| Selected text |
□ □ □
I applaud you for knowing that Ike needs an active home, not a working family who just wants a dog for the kids and is never around. As you know, my own "Eich" was destined for SAR and was very highly driven. I knew his needs and he knew mine. He would easily go 20-hours nonstop when we had summer parties. He loved going on my brother's pontoon boat for the day. He was always the last "man" standing. On the other hand, he was fine hanging out with me on a lazy Sunday or sleeping in if I was sick. Whenever I was home he was never more than an arm's-reach from me, and I miss that terribly. Although I see alot of "Eich" in "Ike", I think your boy is higher energy.

YOU know Ike best, and I am sure you are doing the right thing for him in looking for job placement, rather than just re-homing. 

As for me, I am not ready. I would like to say that I am, but I am not. Eich was a piece of me, and I have not recovered enough to give a dog the attention he needs. I hope everything works out for you and Ike; I may still ask to visit in February if that's OK. 

_______________________________________


----------



## Brightelf (Sep 5, 2001)

Cary, I am pulling for you. Pulling for you to heal and feel peace. Eich's loss, your wonderful special boy and best bud, of course still hurts. I wish I could offer more than just understanding.

Ike will find whatever home is ready for him. He looks like such a fun, beautiful boy!


----------



## SouthernThistle (Nov 16, 2005)

It's too bad I am looking for a female German Shepherd. The owner of this boy contacted me not too long ago about potentially adopting him. Best of luck, Cary. It took me a little over a year to consider looking for another German Shepherd after Tobey's passing. I know he'll NEVER be "replaced," but I...and I am sure others on this board...know what you're feeling.









The owner contacted me prior to posting an ad on Craigslist, and, based on her ad, I can assure you that the OP/owner is taking great care in placing him. Like someone said, they are in NO hurry to "get rid" of him. They are being careful, asking for references, home visits, etc.


----------
□ □ □
| Collected data |
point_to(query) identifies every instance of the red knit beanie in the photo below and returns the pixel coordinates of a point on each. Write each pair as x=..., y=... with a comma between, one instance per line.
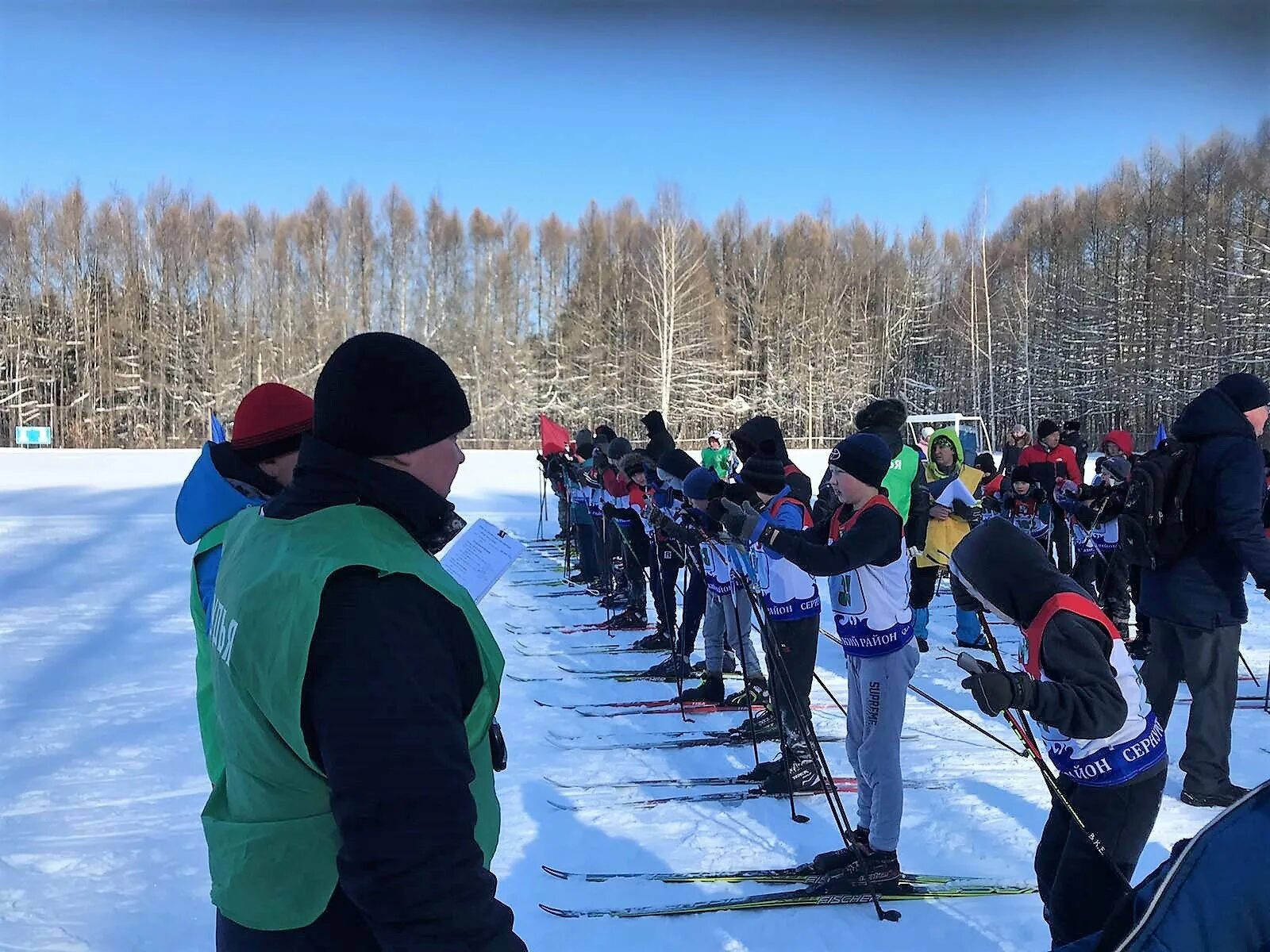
□ □ □
| Problem set |
1. Print the passage of the dog forum thread from "## Brightelf (Sep" to "than just understanding.".
2. In the dog forum thread, how long did it take SouthernThistle to consider looking for another German Shepherd after Tobey's passing?
Work only from the dog forum thread and leave the material aside.

| List of solutions |
1.
## Brightelf (Sep 5, 2001)

Cary, I am pulling for you. Pulling for you to heal and feel peace. Eich's loss, your wonderful special boy and best bud, of course still hurts. I wish I could offer more than just understanding.

2. A little over a year.